> _Extracted data_
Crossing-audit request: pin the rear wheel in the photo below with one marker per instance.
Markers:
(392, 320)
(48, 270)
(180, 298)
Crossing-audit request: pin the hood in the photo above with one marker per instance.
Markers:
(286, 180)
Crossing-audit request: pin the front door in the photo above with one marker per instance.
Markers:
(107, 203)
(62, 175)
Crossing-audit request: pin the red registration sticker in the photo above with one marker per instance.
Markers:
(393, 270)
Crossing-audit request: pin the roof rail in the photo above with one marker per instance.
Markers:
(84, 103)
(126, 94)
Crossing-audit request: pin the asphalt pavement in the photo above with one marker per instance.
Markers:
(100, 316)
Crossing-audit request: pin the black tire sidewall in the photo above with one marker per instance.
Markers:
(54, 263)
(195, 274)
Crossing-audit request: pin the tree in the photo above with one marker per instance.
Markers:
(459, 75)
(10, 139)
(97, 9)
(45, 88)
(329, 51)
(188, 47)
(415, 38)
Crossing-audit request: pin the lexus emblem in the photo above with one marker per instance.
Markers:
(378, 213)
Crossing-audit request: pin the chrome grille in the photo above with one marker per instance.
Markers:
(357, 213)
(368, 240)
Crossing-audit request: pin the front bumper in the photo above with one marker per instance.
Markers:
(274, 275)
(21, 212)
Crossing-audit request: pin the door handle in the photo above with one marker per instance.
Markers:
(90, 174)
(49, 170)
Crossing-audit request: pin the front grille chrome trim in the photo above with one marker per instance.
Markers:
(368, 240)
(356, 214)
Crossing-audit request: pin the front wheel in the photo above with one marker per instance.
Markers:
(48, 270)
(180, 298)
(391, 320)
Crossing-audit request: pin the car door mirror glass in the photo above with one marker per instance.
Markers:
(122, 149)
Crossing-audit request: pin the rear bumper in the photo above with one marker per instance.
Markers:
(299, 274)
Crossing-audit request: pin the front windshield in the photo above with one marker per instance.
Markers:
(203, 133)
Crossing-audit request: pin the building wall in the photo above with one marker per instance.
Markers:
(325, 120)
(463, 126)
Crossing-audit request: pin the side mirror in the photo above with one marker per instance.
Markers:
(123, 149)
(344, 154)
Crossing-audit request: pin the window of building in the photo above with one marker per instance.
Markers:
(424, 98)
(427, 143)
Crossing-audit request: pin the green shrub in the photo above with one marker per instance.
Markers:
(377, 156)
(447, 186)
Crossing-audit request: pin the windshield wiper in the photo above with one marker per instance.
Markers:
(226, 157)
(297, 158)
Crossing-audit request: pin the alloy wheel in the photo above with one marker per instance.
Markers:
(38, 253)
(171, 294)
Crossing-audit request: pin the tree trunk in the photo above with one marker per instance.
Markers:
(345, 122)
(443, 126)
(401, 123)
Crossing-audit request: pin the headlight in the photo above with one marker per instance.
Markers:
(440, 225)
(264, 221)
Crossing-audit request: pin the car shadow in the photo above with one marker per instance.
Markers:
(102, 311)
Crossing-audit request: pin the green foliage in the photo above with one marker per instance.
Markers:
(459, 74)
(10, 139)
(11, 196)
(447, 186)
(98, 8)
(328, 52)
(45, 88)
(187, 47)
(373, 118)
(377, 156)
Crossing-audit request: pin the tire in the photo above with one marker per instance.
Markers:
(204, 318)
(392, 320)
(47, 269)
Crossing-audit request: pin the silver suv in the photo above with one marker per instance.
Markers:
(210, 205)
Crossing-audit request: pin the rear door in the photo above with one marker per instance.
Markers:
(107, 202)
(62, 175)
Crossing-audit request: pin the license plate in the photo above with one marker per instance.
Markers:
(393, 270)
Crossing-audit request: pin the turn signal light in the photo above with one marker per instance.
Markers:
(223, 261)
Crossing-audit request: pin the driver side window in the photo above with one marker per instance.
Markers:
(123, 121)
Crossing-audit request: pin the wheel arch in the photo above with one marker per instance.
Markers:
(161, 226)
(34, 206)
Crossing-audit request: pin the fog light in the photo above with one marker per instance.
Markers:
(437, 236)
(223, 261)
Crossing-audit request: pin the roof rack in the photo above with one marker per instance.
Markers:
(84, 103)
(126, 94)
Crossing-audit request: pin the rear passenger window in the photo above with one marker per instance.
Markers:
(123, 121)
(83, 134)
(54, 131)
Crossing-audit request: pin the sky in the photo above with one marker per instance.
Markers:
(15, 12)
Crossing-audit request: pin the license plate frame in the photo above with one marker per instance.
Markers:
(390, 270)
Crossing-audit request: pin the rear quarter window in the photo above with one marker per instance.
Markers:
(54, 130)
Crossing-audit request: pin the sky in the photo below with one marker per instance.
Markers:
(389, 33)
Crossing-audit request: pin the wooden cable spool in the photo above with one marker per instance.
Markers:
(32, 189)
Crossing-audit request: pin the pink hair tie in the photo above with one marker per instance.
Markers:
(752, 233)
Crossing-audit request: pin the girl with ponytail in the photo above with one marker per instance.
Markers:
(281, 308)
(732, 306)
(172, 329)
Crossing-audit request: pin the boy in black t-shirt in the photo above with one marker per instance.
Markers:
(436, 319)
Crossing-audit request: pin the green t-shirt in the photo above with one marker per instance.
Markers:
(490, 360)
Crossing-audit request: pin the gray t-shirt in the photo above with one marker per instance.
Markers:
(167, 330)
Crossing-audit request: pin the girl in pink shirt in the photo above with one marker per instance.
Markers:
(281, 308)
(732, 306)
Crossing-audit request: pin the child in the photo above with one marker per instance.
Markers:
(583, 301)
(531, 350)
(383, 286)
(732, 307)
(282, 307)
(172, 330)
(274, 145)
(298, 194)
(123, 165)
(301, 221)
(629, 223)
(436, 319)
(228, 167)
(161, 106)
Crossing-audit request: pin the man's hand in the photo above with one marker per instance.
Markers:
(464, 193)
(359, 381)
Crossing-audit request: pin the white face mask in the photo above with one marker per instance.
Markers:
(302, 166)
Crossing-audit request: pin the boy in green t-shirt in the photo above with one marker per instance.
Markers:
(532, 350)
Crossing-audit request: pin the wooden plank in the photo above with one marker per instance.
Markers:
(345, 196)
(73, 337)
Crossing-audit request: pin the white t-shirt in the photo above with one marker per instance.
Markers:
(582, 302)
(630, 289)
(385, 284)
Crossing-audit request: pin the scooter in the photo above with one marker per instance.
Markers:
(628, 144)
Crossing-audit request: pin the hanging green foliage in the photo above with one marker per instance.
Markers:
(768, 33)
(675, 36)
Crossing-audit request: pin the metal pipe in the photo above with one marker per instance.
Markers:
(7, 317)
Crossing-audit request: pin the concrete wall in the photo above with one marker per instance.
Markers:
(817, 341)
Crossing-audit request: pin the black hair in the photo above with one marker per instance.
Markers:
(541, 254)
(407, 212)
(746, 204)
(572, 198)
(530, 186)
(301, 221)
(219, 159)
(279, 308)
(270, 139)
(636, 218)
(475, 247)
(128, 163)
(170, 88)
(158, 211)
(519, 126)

> _Goal_
Retype the listing exactly, in full.

> _Finished task_
Crossing-audit request: pin the rear wheel in the photo below with one marker per instance.
Markers:
(392, 320)
(48, 270)
(180, 298)
Crossing-audit request: pin the hood in the photo above with one marker per instance.
Markers:
(286, 180)
Crossing-audit request: pin the front door in the photo above with one marker per instance.
Markers:
(107, 203)
(62, 175)
Crossing-audit request: pin the red registration sticker in the photo above with one marker per instance.
Markers:
(393, 270)
Crossing-audit request: pin the roof rail in the photo above with one marker per instance.
Markers:
(84, 103)
(126, 94)
Crossing-audit request: pin the asphalt pavement in the photo above with one marker per instance.
Markers:
(100, 316)
Crossing-audit request: pin the black tire sidewall in the photo above with one marker per instance.
Markers:
(54, 263)
(195, 274)
Crossing-audit request: pin the tree in the photo above with one marker per instance.
Markers:
(459, 75)
(10, 139)
(97, 9)
(45, 88)
(329, 51)
(188, 47)
(415, 38)
Crossing-audit request: pin the lexus emblem in the photo above with one marker per instance.
Markers:
(378, 213)
Crossing-audit request: pin the chrome grille in the photo above with one marker per instance.
Markers:
(357, 213)
(368, 240)
Crossing-audit request: pin the front bumper in the photo above with one marker per instance.
Markers:
(274, 275)
(21, 212)
Crossing-audit request: pin the door handle in the photo above with one marker per instance.
Markers:
(90, 174)
(49, 170)
Crossing-audit request: pin the front grille chrome trim in the photo above with one marker per instance.
Markers:
(368, 240)
(356, 214)
Crossing-audit request: pin the front wheel in the photo above with one marker per instance.
Markers:
(48, 270)
(180, 298)
(391, 320)
Crossing-audit request: pin the car door mirror glass in the photo above with one marker per instance.
Markers:
(122, 149)
Crossing-audit request: pin the rear bumper in the photo above with one marker per instance.
Markers:
(299, 274)
Crossing-audit request: pin the front windshield in the photo above with one marker per instance.
Markers:
(203, 133)
Crossing-audit request: pin the building wall in the photo above with one marker per instance.
Markers:
(325, 120)
(463, 126)
Crossing-audit request: pin the side mirror in the photo above with one marker per instance.
Markers:
(123, 149)
(344, 154)
Crossing-audit request: pin the window of building in the photo above with one marker per instance.
Markers:
(424, 98)
(427, 143)
Crossing-audit request: pin the green shrub in the photo above with one marker per instance.
Markers:
(377, 156)
(447, 186)
Crossing-audit request: pin the windshield wiper in the photo above with one marker per instance.
Markers:
(226, 157)
(297, 158)
Crossing-audit request: pin the alloy wheel in the photo above with one marker per instance.
Markers:
(38, 253)
(171, 294)
Crossing-audit request: pin the tree trunk in the photo above with one marker per instance.
Markers:
(345, 122)
(443, 126)
(401, 123)
Crossing-audit request: pin the headlight in the photo above with one marker per instance.
Markers:
(440, 225)
(264, 221)
Crossing-audit request: pin the car shadow in the photo above with one marker per instance.
Markers:
(102, 311)
Crossing-audit request: pin the green foliage in the photo above with one marker per instance.
Markers:
(459, 74)
(10, 139)
(11, 196)
(447, 186)
(98, 8)
(328, 52)
(45, 88)
(187, 47)
(373, 118)
(377, 156)
Crossing-audit request: pin the tire in the photo above with one marker per instance.
Markers:
(204, 318)
(392, 320)
(47, 269)
Crossing-audit request: pin the silver suv in the photo above with one marker per instance.
Markers:
(210, 205)
Crossing-audit request: pin the rear door in the photo above with one marker per instance.
Markers:
(107, 202)
(62, 175)
Crossing-audit request: pin the license plate in the photo above with one marker per instance.
Markers:
(393, 270)
Crossing-audit request: pin the turn signal light in the photo above with one marker per instance.
Markers:
(223, 261)
Crossing-audit request: pin the driver side window in the photo above with one marker per instance.
Markers:
(123, 121)
Crossing-audit request: pin the wheel arch in the photo above with one marker per instance.
Markers:
(161, 226)
(34, 206)
Crossing-audit request: pin the fog light in the photo above with one marker per instance.
Markers:
(437, 236)
(223, 261)
Crossing-audit request: pin the roof rack in the photo above with one marker per instance.
Markers:
(84, 103)
(126, 94)
Crossing-audit request: pin the rear passenger window in the photo above with one marker per instance.
Markers:
(123, 121)
(83, 134)
(54, 131)
Crossing-audit request: pin the sky in the photo above with one marker per instance.
Markers:
(15, 12)
Crossing-audit request: pin the license plate frame in the photo above with one marker per instance.
Markers:
(390, 270)
Crossing-audit request: pin the rear quarter window in the photo above with one marker per instance.
Markers:
(54, 130)
Crossing-audit request: pin the sky in the photo below with one marker per instance.
Markers:
(389, 33)
Crossing-audit request: pin the wooden cable spool in the photo above with one marker per instance.
Markers:
(32, 189)
Crossing-audit request: pin the pink hair tie in the photo above with one marker per instance.
Markers:
(752, 233)
Crossing-audit request: pin the girl with ponytail in the photo above with one marker per instance.
Markers:
(281, 308)
(732, 306)
(172, 329)
Crossing-audit request: pin the boy in black t-shirt in the photo above with one marker per instance.
Markers:
(436, 319)
Crossing-audit request: pin the green t-shirt in the photo above with one marker per instance.
Markers:
(490, 360)
Crossing-audit request: pin the gray t-shirt in the photo above with one marker per instance.
Markers:
(167, 330)
Crossing-audit request: pin the girl in pink shirt in the photo above with one marker per instance.
Markers:
(281, 308)
(732, 306)
Crossing-audit request: pin the child in the photo above with one marker per instance.
Markers:
(583, 301)
(531, 350)
(383, 286)
(732, 307)
(282, 307)
(172, 330)
(274, 145)
(298, 194)
(123, 165)
(301, 221)
(629, 223)
(436, 319)
(228, 167)
(161, 106)
Crossing-audit request: pin the man's hand in the photo above with one marker per instance.
Markers:
(464, 193)
(359, 381)
Crossing-audit request: pin the white face mask in the photo above with one marker per instance.
Markers:
(302, 166)
Crossing-audit request: pin the boy in green t-shirt in the photo above with one marker per instance.
Markers:
(532, 350)
Crossing-audit request: pin the wooden plank in the photo above with one marker per instance.
Markers:
(345, 196)
(73, 337)
Crossing-audit request: pin the white t-shirt in the photo above with one marker per instance.
Markers:
(582, 302)
(630, 289)
(385, 284)
Crossing-audit request: pin the scooter in the photo above with one marker per instance.
Markers:
(628, 144)
Crossing-audit request: pin the hanging green foliage in the photo above with one marker per instance.
Markers:
(768, 33)
(675, 36)
Crossing-audit request: pin the metal pipe in the photo above with one marker per instance.
Markers:
(7, 317)
Crossing-audit request: pin the concrete wall in the photo above with one marker per instance.
Markers:
(817, 341)
Crossing-audit request: pin the black hair in the photo above with one marker per instance.
Markers:
(541, 254)
(407, 212)
(746, 204)
(572, 198)
(530, 186)
(301, 221)
(219, 159)
(279, 308)
(270, 139)
(636, 218)
(475, 247)
(128, 163)
(170, 88)
(158, 211)
(519, 126)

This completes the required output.